▶ _Referring expression data_:
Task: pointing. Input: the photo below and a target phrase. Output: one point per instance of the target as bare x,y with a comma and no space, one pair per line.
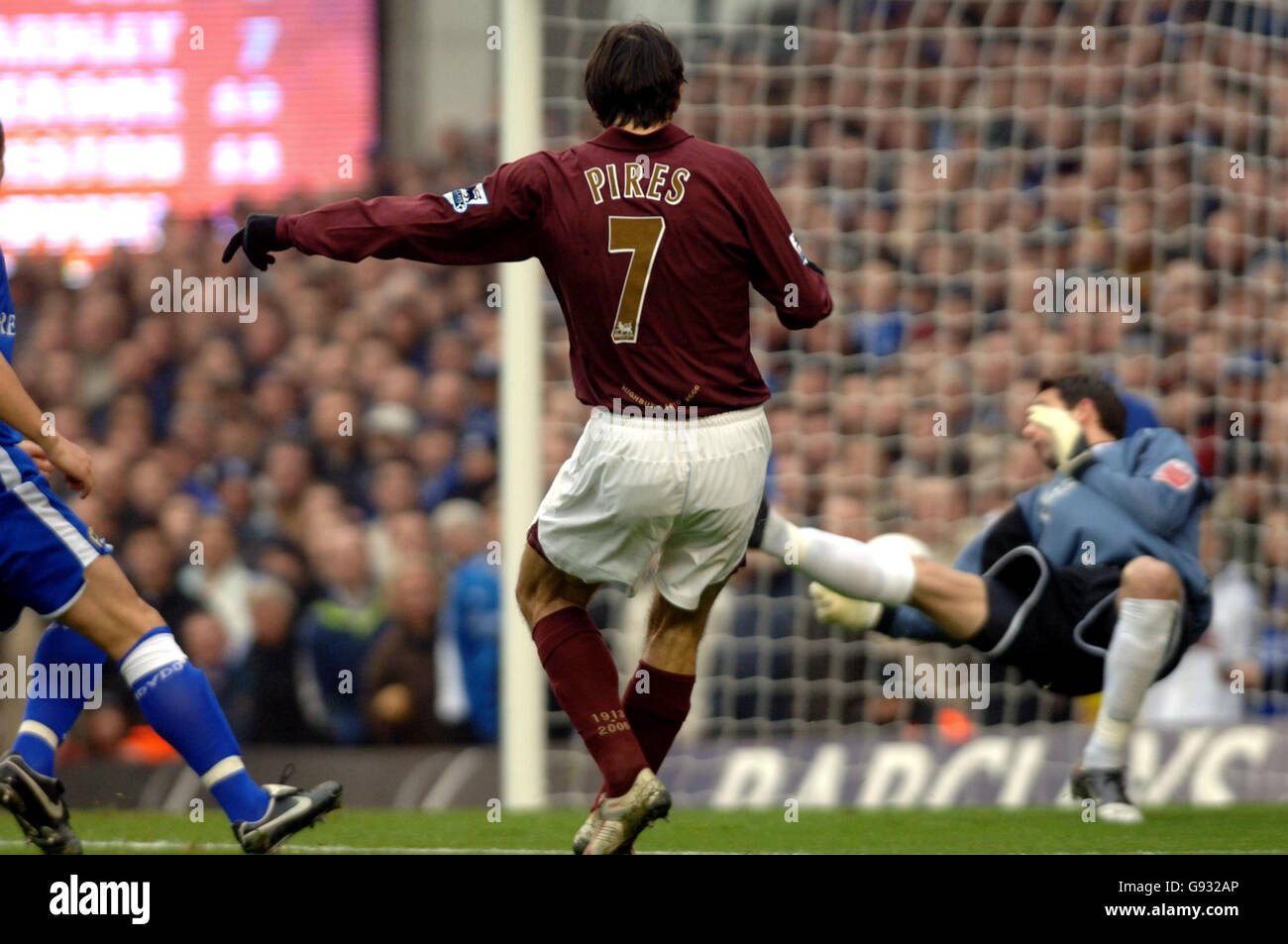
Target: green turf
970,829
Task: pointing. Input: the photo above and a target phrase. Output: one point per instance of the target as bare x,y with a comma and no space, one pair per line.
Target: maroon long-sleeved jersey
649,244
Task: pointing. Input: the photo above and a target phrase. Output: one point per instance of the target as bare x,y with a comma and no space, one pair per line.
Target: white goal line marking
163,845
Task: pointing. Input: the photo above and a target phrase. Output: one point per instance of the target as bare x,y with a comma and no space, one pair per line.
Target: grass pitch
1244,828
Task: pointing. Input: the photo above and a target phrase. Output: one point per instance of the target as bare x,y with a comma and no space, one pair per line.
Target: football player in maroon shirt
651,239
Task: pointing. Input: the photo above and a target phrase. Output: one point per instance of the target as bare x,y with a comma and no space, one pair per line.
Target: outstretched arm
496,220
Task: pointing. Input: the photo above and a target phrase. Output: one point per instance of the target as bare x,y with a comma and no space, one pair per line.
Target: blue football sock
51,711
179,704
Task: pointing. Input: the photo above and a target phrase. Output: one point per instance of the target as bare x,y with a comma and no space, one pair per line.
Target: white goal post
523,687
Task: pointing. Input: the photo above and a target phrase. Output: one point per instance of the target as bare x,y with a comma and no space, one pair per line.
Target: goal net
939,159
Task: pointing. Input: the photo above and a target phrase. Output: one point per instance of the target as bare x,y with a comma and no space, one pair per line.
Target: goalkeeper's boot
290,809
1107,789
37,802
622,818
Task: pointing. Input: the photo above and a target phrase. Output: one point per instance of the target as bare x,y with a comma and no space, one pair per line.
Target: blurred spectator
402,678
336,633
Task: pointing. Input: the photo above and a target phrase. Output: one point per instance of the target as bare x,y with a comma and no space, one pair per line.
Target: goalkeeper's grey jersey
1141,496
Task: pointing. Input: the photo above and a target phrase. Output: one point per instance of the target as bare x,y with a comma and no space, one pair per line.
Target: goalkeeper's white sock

▶ _Task instructions_: Exactly as written above, print every record, and keep the pictures out.

▶ _Expected output_:
Task: pointing. Input: the photo below and a target phrase. Output: one point per instance of the target as bare x,y with a comma and no space, one pair per line.
Target: green turf
970,829
Task: pointing. Input: the photo above and a target phrase. Output: one point per instance of the target as bare x,y with a comma and no space, one pair per line.
Target: maroon long-sleeved jersey
649,244
Task: pointing. Input: the photo above and a target phrase. Output: one point per instance of the target as bare x,y with a comma and no space, one pair per line.
Target: white goal line marking
163,845
Task: pointing. Input: the photo above and a target phrase. Output: one point per instance of the target as bare x,y with a comma and no space, one pair per line.
Target: grass pitch
1244,828
Task: pointing. Input: the photo above and a target phrase. Output: one point per instance of the target as bare x,y with a comma and no space, one pair per line.
Target: football player in maroon shirt
651,239
Task: pointing. Input: the photo above and a target phrase. Output: one point per instance of the target as bare x,y with a comma and no space, one pair per line.
Target: outstretched arm
496,220
Task: pointing. Input: the photo above and a target phrase. Output: one point per instance of the target as bare x,y with a comma and no space, one pair per line.
Target: blue football sock
51,711
179,704
Task: pointing. Input: the photo above and a target phrase. Output: one point per instance of the target as bare x,y with a comma and no space, one pair per line.
Target: white goal post
523,687
Task: pointing. Input: the photo above and a target phrase. Output: one point per instance of the target as bare x,y with a comma and no space, one pair per line.
Target: goal net
939,159
Task: pointing. Input: the photo above and a target phrase. Output: one point per instance of the target as bare x,y with a comma and no space, one pair per line.
Target: goalkeeper's boot
290,809
1107,789
37,802
622,818
Task: pointing. Input: the photo above and a target phrase. Output: one point per instance of the target as bare x,y with a comma and no space, one pair per line.
Target: blurred spectator
402,678
336,633
Task: pointing. Input: the photo above and a target phrase. Output: one point per instance of the target as bare x,y with a comma and no space, one pair per line.
Target: goalkeeper's grey jersey
1141,496
Task: pointing. Input: the photo above and a target phrase. Output: one point per instance of the target as bare x,y with a comma and no space, one pair per line.
Target: goalkeeper's white sock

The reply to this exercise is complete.